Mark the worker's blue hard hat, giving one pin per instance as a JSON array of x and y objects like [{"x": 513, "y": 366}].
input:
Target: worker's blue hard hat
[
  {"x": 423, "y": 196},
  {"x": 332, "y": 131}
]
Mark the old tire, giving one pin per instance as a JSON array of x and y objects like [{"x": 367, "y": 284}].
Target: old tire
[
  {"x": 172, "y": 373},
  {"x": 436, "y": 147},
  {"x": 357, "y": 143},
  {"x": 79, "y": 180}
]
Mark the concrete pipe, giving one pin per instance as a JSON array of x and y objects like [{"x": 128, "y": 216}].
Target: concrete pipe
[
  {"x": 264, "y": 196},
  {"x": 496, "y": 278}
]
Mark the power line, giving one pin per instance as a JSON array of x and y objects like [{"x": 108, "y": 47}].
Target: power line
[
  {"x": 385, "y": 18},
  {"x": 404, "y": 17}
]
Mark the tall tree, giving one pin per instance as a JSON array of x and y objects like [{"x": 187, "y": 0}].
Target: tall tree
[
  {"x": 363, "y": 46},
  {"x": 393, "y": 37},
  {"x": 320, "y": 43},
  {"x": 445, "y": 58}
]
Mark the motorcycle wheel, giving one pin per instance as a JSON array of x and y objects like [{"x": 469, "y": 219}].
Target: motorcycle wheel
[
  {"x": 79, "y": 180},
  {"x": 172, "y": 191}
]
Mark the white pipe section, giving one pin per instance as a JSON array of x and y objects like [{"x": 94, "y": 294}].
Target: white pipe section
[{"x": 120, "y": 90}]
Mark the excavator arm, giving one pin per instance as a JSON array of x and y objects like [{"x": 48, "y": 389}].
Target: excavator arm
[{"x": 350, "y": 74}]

# # # # # # #

◆ What this task involves ◆
Repeat the whole listing exactly. Leave nothing out.

◆ Solution for this task ◆
Mark the worker's blue hard hat, giving one pin per instance as a JSON array of x and y objects like [{"x": 513, "y": 366}].
input:
Target: worker's blue hard hat
[
  {"x": 423, "y": 196},
  {"x": 332, "y": 131}
]
Mark the old tire, giving one pin per instance as a JSON array of x and y objects like [{"x": 367, "y": 284}].
Target: old tire
[
  {"x": 172, "y": 373},
  {"x": 436, "y": 147},
  {"x": 357, "y": 143},
  {"x": 79, "y": 180}
]
Mark the concrete pipe, giving one pin per instance as a JSON array of x and y objects like [{"x": 128, "y": 216}].
Target: concrete pipe
[
  {"x": 264, "y": 196},
  {"x": 496, "y": 278}
]
Mark the power line, giving one pin per instance as a JSON array of x and y objects like [{"x": 108, "y": 47}].
Target: power line
[
  {"x": 385, "y": 18},
  {"x": 404, "y": 17}
]
Mark the tall tree, giving one pin per instance as a JSON array of x and y objects like [{"x": 187, "y": 0}].
Target: tall tree
[
  {"x": 363, "y": 46},
  {"x": 393, "y": 37},
  {"x": 320, "y": 43},
  {"x": 445, "y": 58}
]
Mark the motorcycle wheel, giving one pin per instance as a JSON array of x and y objects like [{"x": 469, "y": 219}].
Target: motorcycle wheel
[
  {"x": 79, "y": 180},
  {"x": 172, "y": 191}
]
Mark the white pipe section, giving one pin per instance as a JSON array of x and y objects like [{"x": 94, "y": 294}].
Target: white pipe section
[{"x": 120, "y": 90}]
Mark the excavator arm, giving one pin per instance as a JSON array of x and y objects like [{"x": 48, "y": 389}].
Target: excavator arm
[{"x": 350, "y": 74}]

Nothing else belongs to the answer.